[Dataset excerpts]
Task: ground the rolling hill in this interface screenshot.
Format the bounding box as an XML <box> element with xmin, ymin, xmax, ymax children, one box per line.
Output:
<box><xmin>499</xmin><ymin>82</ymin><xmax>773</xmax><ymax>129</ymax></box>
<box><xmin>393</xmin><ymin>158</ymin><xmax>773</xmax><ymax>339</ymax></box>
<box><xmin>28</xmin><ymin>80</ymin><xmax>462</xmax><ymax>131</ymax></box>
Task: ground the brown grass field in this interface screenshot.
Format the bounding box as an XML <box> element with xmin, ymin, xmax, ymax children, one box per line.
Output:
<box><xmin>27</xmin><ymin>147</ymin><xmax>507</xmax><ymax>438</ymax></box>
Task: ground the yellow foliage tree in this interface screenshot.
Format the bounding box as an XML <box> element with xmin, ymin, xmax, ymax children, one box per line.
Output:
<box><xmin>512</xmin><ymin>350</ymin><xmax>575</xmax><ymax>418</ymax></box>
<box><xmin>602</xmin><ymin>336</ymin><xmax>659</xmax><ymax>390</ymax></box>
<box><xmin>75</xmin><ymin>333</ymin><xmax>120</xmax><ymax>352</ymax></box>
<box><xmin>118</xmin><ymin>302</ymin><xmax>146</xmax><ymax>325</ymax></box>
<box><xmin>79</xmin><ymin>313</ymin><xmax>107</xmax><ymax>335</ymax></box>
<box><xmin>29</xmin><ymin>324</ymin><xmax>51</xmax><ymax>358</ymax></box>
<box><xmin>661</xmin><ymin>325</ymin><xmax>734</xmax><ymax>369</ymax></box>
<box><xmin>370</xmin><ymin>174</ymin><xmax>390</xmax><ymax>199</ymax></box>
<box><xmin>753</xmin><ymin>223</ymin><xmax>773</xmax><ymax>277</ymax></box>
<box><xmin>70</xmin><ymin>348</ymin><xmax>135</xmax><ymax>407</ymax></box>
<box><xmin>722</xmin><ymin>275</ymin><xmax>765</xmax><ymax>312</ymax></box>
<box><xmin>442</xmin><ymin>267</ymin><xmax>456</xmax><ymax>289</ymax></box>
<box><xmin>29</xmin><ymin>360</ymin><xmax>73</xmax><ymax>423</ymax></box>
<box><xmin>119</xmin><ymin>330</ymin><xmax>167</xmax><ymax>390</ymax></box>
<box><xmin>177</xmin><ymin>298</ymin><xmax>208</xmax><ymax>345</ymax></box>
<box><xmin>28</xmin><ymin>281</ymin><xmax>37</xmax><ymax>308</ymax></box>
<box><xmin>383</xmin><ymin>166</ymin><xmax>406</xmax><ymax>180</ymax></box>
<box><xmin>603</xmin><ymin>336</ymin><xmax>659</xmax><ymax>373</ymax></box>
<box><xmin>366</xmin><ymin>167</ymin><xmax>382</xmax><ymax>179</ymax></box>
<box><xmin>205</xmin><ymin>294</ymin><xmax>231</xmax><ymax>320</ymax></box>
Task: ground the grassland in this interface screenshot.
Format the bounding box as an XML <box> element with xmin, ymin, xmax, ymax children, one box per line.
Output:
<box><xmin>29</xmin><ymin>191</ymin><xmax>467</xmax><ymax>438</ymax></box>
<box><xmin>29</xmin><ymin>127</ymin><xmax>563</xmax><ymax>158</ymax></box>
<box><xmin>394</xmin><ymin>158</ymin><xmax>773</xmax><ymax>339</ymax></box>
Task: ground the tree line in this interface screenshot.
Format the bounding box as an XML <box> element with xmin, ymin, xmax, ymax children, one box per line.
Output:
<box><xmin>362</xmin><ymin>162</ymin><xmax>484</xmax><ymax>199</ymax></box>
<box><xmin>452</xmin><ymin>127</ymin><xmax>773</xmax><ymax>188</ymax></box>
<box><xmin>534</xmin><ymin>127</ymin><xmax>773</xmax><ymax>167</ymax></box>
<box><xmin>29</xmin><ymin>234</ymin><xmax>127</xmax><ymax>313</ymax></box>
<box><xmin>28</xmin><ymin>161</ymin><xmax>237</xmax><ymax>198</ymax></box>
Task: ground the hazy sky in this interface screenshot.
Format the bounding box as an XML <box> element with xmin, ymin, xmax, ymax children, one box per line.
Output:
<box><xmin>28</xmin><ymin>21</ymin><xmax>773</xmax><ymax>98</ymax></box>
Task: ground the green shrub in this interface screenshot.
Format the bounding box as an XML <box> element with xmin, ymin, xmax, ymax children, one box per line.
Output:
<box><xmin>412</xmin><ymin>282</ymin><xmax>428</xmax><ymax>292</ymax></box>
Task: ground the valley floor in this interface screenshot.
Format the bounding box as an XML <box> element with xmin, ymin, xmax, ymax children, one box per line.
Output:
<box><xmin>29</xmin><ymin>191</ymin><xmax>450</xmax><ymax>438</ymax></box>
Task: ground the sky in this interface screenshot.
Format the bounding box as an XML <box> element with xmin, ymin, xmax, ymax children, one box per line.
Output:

### Requirement
Please go through the entries and show every line with the word "ground".

### Reply
Task: ground the rolling hill in this interface screenshot.
Task: ground the brown grass field in this interface screenshot.
Task: ground the yellow foliage tree in this interface screenshot.
Task: ground the grassland in this interface screenshot.
Task: ground the tree line in this interface screenshot.
Task: ground the hazy sky in this interface screenshot.
Task: ground the green shrub in this interface screenshot.
Task: ground the valley floor in this interface screenshot.
Task: ground the sky in this interface screenshot.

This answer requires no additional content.